>> Start DATASET CONTENT
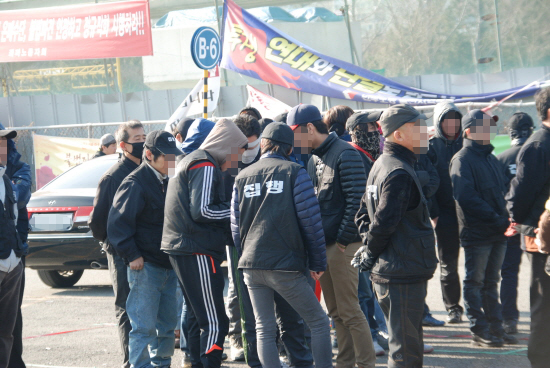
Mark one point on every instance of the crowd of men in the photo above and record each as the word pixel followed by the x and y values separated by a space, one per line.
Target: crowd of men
pixel 356 201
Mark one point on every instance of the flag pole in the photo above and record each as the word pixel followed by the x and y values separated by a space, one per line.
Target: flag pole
pixel 205 94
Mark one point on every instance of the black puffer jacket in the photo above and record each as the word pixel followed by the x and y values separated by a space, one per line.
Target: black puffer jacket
pixel 441 152
pixel 479 189
pixel 339 179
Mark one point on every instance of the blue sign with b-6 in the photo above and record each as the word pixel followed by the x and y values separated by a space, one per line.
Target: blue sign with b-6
pixel 206 48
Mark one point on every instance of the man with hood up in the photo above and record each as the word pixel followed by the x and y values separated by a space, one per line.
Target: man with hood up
pixel 446 142
pixel 19 173
pixel 520 128
pixel 196 226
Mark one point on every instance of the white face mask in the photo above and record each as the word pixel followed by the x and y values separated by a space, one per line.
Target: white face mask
pixel 250 154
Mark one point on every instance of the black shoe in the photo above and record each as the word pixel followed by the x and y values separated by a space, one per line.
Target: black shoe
pixel 487 340
pixel 455 316
pixel 510 326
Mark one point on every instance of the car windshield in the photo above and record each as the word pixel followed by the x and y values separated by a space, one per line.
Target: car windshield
pixel 85 175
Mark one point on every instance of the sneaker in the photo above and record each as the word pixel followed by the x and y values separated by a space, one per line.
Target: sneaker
pixel 510 326
pixel 509 339
pixel 430 321
pixel 378 350
pixel 487 340
pixel 428 349
pixel 186 361
pixel 455 316
pixel 382 339
pixel 237 354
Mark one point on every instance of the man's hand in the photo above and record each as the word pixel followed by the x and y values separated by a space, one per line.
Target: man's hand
pixel 360 259
pixel 316 275
pixel 137 264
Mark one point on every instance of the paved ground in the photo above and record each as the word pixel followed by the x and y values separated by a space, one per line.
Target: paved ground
pixel 76 328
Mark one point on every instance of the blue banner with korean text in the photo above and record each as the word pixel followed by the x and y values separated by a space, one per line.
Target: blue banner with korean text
pixel 254 48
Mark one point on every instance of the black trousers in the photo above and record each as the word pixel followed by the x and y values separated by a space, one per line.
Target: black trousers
pixel 16 357
pixel 403 307
pixel 293 330
pixel 203 283
pixel 10 290
pixel 119 277
pixel 448 247
pixel 538 352
pixel 509 283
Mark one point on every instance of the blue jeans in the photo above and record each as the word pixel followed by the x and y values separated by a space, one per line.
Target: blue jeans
pixel 152 309
pixel 481 301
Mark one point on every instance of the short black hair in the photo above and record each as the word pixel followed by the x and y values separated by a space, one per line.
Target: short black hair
pixel 277 148
pixel 321 127
pixel 156 153
pixel 542 100
pixel 248 125
pixel 250 110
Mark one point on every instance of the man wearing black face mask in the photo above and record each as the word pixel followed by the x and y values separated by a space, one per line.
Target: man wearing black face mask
pixel 520 128
pixel 130 137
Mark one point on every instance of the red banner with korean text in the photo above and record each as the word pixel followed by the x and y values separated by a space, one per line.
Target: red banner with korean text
pixel 94 31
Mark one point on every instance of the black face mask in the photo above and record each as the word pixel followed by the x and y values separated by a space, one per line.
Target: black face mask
pixel 137 149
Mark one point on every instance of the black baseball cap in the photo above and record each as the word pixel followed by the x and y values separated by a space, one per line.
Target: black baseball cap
pixel 183 127
pixel 9 134
pixel 279 132
pixel 362 118
pixel 302 114
pixel 396 116
pixel 163 141
pixel 520 121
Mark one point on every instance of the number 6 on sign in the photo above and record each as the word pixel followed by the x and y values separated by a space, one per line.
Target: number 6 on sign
pixel 206 55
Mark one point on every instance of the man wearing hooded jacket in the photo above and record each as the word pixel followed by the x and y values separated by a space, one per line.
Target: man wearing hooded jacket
>> End DATASET CONTENT
_PROBLEM:_ Nothing in the entries should change as you copy them, except that the pictures are left out.

_WRITTEN SOLUTION:_
Mark one point on every instance of the crowd of men in the photo above and record each as the word pixel followed by the x and y values separated by a space, one per line.
Target: crowd of men
pixel 356 201
Mark one point on every instance of the flag pole in the photo above and record each as the word pixel followed by the x and y values separated by a space, one per line.
Target: flag pole
pixel 205 94
Mark one point on every instance of the black puffer jacket in the photo above and record each as the word pixel followed by the x and y values separated by a space, one per line.
Target: black puffer jacket
pixel 441 152
pixel 479 189
pixel 339 179
Mark one point on every instance of the blue sign with b-6 in the photo above and record each as the word pixel followed by the x and y values separated by a space, one per line.
Target: blue sign with b-6
pixel 206 48
Mark one point on every instance of the man with hood up in the photo above and record each as the word pixel followed by the x and y values separated by a space, one per line.
Target: man with hood up
pixel 446 142
pixel 19 173
pixel 520 128
pixel 196 226
Mark one point on every instance of the white face mask in the photo above and record each as the word pixel followed by the x and y values separated by a space, one per line.
Target: white face mask
pixel 250 154
Mark one point on every instance of the black shoe in the photo above and record each as the word pixel followed by the x and y values separated by a space, one per line.
Target: black shoe
pixel 487 340
pixel 455 316
pixel 510 326
Mark one point on every instance of the car windshield in the photo above and record each as the word pixel followed by the x and y values separated by a space, one per line.
Target: car windshield
pixel 85 175
Mark one point on every instance of the sneaker in the photo above and record each as the word pixel followed by the x and y values separated by a space, one per line.
Target: sneaker
pixel 510 326
pixel 509 339
pixel 430 321
pixel 378 350
pixel 487 340
pixel 428 349
pixel 186 361
pixel 455 316
pixel 382 339
pixel 237 354
Mark one point on every instance of the man's hand in the photo above and record each as the word pixel followed by the x and y values separated by a space, one per line.
Target: man's hand
pixel 360 259
pixel 316 275
pixel 137 264
Mark one point on every instance of the paved ground in the photo above and record each as the word pixel followed by the x and y values separated by a space, one per line.
Target: paved ground
pixel 76 328
Mark one point on every instance of the blue banner with korean text in the photo above and record each as the word pixel followed by the x and y values separated by a space, one per line.
Target: blue banner with korean text
pixel 254 48
Mark one point on every instance of the black trousers in the photo above and record each as the word pixel followed by the x and y values separated by a space, one per line.
Target: black trousers
pixel 16 357
pixel 403 307
pixel 293 330
pixel 203 283
pixel 10 290
pixel 119 277
pixel 448 247
pixel 538 352
pixel 509 283
Mark one point on every instance of the blue jeans in the photo above and record each as the word pixel followed by the x and y values separated by a space, one per line.
Target: blue jeans
pixel 152 309
pixel 481 301
Mark one point on every instance of the short black hair in the photo above and record each as the word pixel followed by the x and y values separated by a space, one per line.
Target: short black hair
pixel 277 148
pixel 321 127
pixel 156 153
pixel 542 100
pixel 248 125
pixel 250 110
Mark one point on every instance of the man wearing black face mask in the photo above and record each as the word pixel followed by the x and y values separated by a space, one per line.
Target: man wearing black face mask
pixel 520 128
pixel 130 137
Mark one point on every instance of the red banner with korean text in the photo above and record each as the word pixel followed by the x and y values separated by a space, one per line.
Target: red banner with korean text
pixel 94 31
Mark one point on every instance of the black face mask in the photo above and record each as the word pixel followed by the x and y values separated by a space, one per line.
Target: black face mask
pixel 137 149
Mark one point on every instance of the black baseball cap in the photo above and record each as the word pixel followed by the x and y values separated by a space, one per line.
Target: black baseball cap
pixel 183 127
pixel 9 134
pixel 279 132
pixel 362 118
pixel 302 114
pixel 396 116
pixel 163 141
pixel 520 121
Mark one point on every instance of the number 6 on sign in the photo above and record each as the word pixel followed by the x and y values separated by a space, one per line.
Target: number 6 on sign
pixel 206 55
Mark one point on every instance of the man wearing hooded jacket in the photo above and record each as the word pixel followed by the x and y values separated by a space, one per line.
Target: man wearing hooded jacket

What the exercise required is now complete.